Work instructions: All of the data should be output character for character, except the pictures.

Point labeling examples:

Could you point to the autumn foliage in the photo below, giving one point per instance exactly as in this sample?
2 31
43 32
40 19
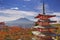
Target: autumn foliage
14 32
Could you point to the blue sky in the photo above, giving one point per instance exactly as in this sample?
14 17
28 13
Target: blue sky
15 9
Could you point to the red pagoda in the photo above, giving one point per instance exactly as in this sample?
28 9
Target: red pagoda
43 28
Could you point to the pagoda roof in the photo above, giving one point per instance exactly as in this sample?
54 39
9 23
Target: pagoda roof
43 15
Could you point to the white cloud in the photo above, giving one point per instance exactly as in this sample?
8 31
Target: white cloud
27 0
16 8
15 14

Worked solution:
Could you point to the autumn foliage in the photo below, giving one point per instance exactly as in this sample?
2 31
43 32
40 19
Target: autumn foliage
14 32
Could you point to the blue sky in the photo above, giving one point per instance exactly as in this sample?
14 17
28 13
Target: blue sky
15 9
Could you point to the red pagoda in the photo above, giving one point per instance exactly as in this sample?
28 9
Target: red pagoda
43 28
Could you point to the pagoda roof in the photo above, giving one point per instance exactly as in this sample?
54 39
9 23
Target: pagoda roof
43 15
Could you point to the white cloud in the photo above, giving one point per instance exactly as in this sample?
8 31
Target: white cloud
27 0
16 8
15 14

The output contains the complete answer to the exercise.